WHAT THIS TASK INVOLVES. Replace "Provide" with "Return" and give the entries again, beginning at the start of the entries and stopping after the line that contains "M 84 68 L 103". Change nothing else, and leave the pictures out of the answer.
###
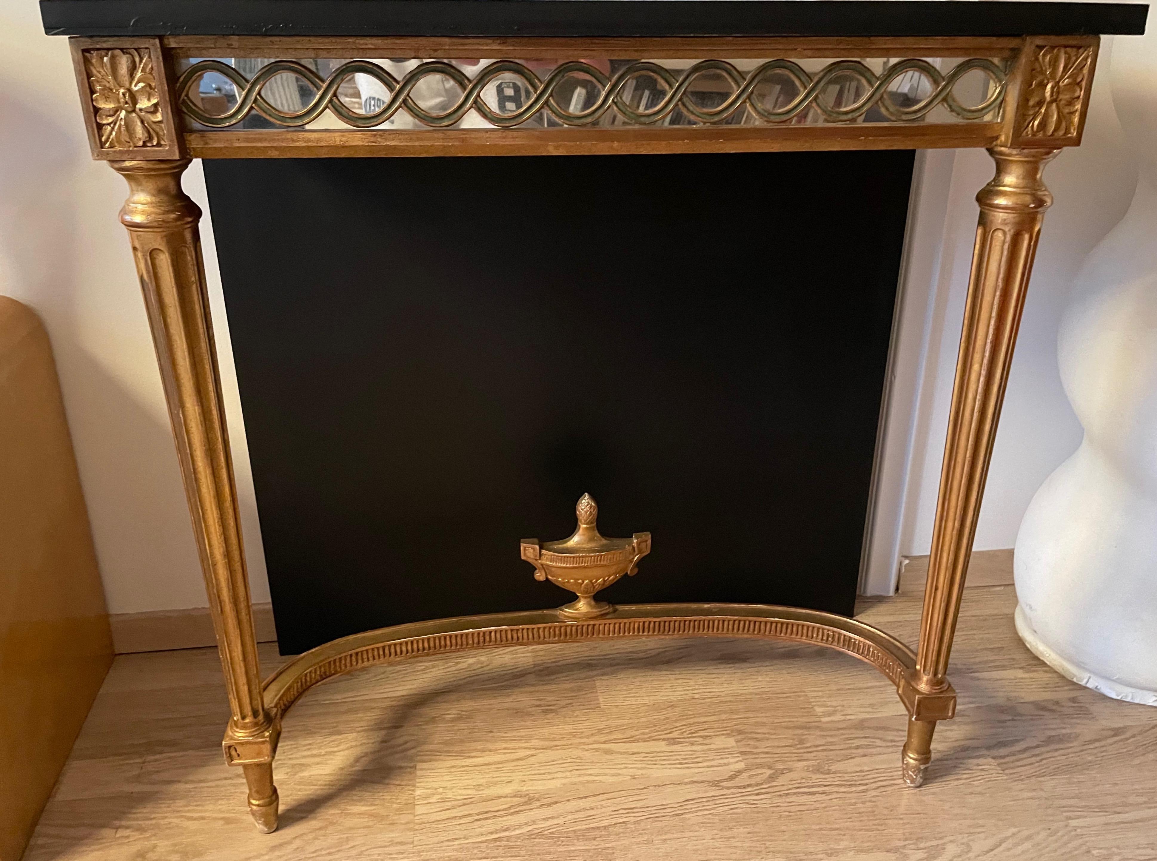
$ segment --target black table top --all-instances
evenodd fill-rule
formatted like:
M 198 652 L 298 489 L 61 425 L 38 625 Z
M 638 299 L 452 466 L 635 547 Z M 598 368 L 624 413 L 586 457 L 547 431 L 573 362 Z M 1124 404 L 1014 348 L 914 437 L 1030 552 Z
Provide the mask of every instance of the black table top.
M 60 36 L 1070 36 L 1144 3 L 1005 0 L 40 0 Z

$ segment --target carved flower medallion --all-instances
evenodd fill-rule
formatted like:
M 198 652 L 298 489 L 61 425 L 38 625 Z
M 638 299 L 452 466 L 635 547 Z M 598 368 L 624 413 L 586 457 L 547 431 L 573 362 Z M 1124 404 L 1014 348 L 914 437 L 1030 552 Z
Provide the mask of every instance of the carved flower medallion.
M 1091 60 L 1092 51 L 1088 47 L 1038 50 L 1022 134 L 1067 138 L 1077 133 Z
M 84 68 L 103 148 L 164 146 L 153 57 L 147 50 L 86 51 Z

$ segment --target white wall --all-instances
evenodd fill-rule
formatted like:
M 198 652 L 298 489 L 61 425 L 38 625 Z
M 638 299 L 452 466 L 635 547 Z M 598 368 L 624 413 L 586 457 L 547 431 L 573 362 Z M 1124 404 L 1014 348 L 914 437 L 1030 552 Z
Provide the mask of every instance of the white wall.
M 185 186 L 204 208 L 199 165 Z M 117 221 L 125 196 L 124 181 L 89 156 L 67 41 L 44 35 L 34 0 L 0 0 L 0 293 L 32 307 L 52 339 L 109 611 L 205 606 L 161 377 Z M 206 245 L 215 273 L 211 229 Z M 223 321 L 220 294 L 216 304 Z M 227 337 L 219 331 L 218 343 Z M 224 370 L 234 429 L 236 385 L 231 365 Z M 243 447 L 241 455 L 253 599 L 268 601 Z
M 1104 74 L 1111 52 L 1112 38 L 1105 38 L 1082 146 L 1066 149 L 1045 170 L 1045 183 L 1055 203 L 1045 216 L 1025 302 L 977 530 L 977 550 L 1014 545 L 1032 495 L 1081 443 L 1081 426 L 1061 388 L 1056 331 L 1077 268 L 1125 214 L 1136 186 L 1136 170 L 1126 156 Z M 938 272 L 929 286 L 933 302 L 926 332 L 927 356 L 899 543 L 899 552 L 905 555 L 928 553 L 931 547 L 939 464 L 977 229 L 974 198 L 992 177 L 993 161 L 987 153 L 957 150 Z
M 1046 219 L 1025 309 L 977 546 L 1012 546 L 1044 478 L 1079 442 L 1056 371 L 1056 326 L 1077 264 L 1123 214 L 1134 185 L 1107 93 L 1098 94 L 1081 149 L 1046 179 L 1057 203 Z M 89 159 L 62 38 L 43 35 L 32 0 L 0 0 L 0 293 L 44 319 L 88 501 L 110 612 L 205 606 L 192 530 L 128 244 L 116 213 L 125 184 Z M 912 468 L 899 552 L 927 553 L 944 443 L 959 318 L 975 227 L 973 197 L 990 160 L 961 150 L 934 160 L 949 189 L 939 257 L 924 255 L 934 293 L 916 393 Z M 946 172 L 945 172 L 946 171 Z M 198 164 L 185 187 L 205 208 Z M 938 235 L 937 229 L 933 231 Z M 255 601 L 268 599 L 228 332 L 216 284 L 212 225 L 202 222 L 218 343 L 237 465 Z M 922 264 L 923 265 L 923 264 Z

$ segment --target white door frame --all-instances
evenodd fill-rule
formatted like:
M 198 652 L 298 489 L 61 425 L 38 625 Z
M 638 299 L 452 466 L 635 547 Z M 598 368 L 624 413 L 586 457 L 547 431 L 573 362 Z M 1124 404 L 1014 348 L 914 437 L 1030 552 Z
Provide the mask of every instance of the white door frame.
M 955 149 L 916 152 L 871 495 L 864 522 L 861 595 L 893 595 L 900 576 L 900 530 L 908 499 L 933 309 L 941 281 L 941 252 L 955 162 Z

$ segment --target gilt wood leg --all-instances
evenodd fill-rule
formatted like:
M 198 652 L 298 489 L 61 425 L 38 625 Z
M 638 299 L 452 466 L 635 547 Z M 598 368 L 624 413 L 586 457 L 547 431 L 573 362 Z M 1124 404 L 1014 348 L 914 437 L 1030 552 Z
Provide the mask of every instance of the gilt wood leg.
###
EXERCISE ANSWER.
$ segment --target black table top --all-instances
evenodd fill-rule
formatted like:
M 198 652 L 298 489 L 61 425 L 38 625 Z
M 638 299 L 452 466 L 635 547 Z M 598 368 L 624 413 L 586 457 L 547 431 L 573 362 Z M 1124 404 L 1014 348 L 914 437 L 1030 552 Z
Return the mask of every instance of the black table top.
M 60 36 L 1070 36 L 1144 3 L 1005 0 L 40 0 Z

$ segment --target carved flower medallion --all-instances
evenodd fill-rule
formatted like:
M 198 652 L 298 489 L 61 425 L 38 625 Z
M 638 299 L 452 466 L 635 547 Z M 598 368 L 624 413 L 586 457 L 547 431 L 573 362 Z M 1124 404 L 1014 348 L 914 437 L 1030 552 Z
Return the mask of every instance of the carved flower medallion.
M 1091 60 L 1092 51 L 1088 47 L 1038 50 L 1022 134 L 1067 138 L 1077 133 Z
M 84 68 L 103 148 L 164 146 L 153 57 L 147 50 L 86 51 Z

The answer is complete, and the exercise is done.